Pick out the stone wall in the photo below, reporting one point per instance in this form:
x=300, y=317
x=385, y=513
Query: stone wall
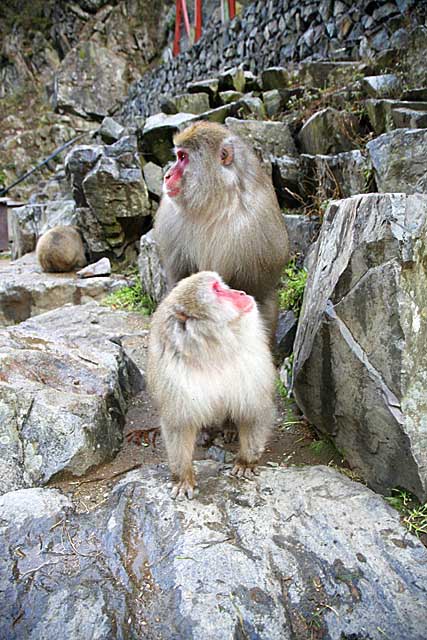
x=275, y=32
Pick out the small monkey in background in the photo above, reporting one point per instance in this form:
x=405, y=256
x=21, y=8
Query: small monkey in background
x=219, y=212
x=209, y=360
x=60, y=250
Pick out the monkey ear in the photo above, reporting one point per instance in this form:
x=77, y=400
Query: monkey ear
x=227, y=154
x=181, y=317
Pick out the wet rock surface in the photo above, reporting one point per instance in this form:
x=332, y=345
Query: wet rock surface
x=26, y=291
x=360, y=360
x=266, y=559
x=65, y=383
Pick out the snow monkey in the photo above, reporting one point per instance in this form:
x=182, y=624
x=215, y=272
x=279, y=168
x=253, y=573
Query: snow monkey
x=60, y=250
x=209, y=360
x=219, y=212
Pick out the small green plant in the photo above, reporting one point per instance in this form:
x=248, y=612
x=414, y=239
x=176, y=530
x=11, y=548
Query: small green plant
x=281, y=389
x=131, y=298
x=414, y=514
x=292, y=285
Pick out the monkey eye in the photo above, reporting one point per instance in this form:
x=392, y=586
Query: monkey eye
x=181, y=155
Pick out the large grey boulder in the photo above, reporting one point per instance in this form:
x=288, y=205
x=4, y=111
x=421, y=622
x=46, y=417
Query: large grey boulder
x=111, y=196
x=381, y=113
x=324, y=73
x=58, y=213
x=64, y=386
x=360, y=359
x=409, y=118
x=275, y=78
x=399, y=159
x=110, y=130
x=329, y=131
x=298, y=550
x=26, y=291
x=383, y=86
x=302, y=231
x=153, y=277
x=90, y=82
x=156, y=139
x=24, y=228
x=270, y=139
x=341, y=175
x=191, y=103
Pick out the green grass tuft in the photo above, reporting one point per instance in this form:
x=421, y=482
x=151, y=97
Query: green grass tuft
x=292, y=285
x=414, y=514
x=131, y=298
□ □ □ □ □
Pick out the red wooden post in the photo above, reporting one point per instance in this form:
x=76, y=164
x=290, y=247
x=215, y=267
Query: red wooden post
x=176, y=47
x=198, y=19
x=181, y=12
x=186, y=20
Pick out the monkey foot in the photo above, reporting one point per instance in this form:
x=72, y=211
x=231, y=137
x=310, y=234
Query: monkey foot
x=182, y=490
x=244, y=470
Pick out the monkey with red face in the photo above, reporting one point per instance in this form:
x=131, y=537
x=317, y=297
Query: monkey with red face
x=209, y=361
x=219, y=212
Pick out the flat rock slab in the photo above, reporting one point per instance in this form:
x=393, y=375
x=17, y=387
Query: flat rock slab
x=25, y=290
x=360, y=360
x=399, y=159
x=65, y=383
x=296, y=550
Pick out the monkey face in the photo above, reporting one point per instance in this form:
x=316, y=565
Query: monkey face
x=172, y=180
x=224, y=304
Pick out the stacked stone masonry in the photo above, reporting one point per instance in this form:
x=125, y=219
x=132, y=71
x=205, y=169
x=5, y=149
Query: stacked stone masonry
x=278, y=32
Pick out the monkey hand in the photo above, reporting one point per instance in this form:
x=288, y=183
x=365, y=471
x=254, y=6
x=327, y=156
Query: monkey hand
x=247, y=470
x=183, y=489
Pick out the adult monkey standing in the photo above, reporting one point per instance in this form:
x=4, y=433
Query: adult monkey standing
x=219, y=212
□ □ □ □ □
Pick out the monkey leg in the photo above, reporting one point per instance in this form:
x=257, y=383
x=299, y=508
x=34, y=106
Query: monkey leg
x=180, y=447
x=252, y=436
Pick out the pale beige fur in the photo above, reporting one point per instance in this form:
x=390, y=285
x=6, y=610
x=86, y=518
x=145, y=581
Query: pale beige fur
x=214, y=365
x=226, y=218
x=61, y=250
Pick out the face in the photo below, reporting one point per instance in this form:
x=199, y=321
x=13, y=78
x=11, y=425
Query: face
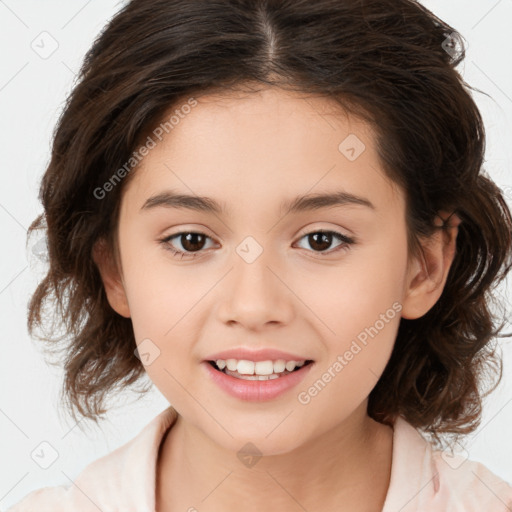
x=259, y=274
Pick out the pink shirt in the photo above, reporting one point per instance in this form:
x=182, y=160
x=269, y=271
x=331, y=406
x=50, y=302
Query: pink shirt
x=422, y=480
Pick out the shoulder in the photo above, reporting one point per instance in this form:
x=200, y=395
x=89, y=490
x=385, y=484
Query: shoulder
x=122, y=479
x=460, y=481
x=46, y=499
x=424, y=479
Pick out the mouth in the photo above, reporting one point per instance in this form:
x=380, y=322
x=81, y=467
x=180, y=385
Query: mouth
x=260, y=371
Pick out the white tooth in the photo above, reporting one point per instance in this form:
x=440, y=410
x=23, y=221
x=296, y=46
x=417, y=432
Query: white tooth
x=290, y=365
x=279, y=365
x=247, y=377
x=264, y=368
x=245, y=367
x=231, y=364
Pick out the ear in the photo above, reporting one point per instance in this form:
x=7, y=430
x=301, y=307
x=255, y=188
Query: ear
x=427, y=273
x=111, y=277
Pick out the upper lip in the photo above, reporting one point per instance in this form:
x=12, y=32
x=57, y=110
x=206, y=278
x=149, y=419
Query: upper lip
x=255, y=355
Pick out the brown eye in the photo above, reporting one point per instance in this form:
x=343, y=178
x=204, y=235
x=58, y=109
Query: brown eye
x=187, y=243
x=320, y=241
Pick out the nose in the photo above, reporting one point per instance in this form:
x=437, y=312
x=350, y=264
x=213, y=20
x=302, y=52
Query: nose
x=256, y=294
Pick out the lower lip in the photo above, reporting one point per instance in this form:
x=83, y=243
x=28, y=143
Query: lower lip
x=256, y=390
□ □ □ □ □
● Task to carry out
In the entries above, how many lines hold the word "below"? Answer with the number only.

● Written response
2